#### Data for this exercise ####

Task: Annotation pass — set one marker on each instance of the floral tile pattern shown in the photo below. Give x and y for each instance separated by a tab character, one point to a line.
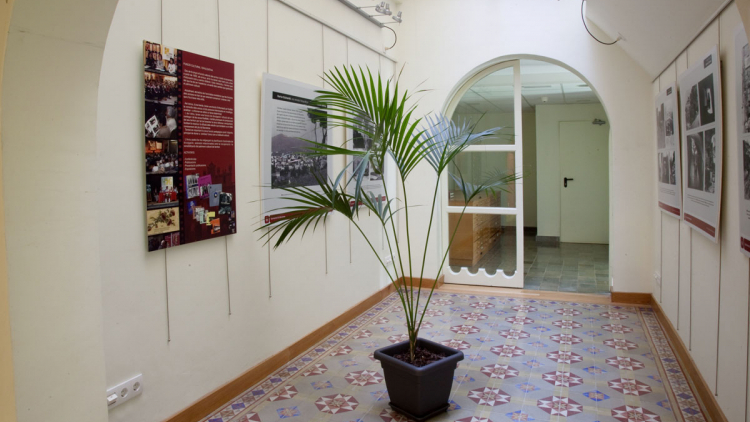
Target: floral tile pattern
525	360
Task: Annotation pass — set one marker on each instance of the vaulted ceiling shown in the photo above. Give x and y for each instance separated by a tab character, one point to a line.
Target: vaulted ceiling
655	31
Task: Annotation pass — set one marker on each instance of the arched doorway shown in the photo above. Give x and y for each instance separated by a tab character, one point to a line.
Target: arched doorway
549	230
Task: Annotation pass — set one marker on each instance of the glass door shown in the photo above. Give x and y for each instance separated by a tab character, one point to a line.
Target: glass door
487	234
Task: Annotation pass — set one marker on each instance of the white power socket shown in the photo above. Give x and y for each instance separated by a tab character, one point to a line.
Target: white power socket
125	391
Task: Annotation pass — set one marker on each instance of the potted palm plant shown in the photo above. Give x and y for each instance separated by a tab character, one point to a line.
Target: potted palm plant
418	372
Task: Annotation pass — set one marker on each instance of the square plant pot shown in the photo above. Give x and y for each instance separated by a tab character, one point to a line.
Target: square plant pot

####

# What you need to do:
All entries should be reproduced exactly; no picture belongs in the result.

# Solved exercise:
Task: Annotation pass — set one marker on each instance of the floral tile pattern shown in the photo below. Give x and y for each instance separated by a tab character, one point to a line.
Target: floral tile pattern
525	360
Task: Annotation pass — set one marker on each instance of the vaulted ceiling shown in the photo above. Give x and y for each instance separated by a tab character, one point to a line.
Target: vaulted ceiling
655	31
Task: Annotation pass — set one marker on each instance of the arched doorway shown in the photo above. Give x and y for each instance separated by a tab character, one point to a line.
Target: arched doorway
549	230
Task: Annotation pass — set one marker on each instance of the glass door shown in the photo above. Give x and y for each instance separated by a tab character, one point to a line.
Target: glass door
487	234
Task: Annotation pass — set one marker on each instance of the white power socket shown in the photo above. Give x and y for each instance separated by a tab character, one point to a line.
Target: white power socket
125	391
Task: Annotation pass — set one marker on each instance of the potted palm plant shown in the photo above. Give x and y for each instance separated by a tab character, one point to a line.
Target: potted palm plant
418	372
Task: Annotation pass — set one marker on each instance of the square plant pot shown in the photo above. Give x and y for each instance separated by a tab character, one point to a line.
Target: square plant pot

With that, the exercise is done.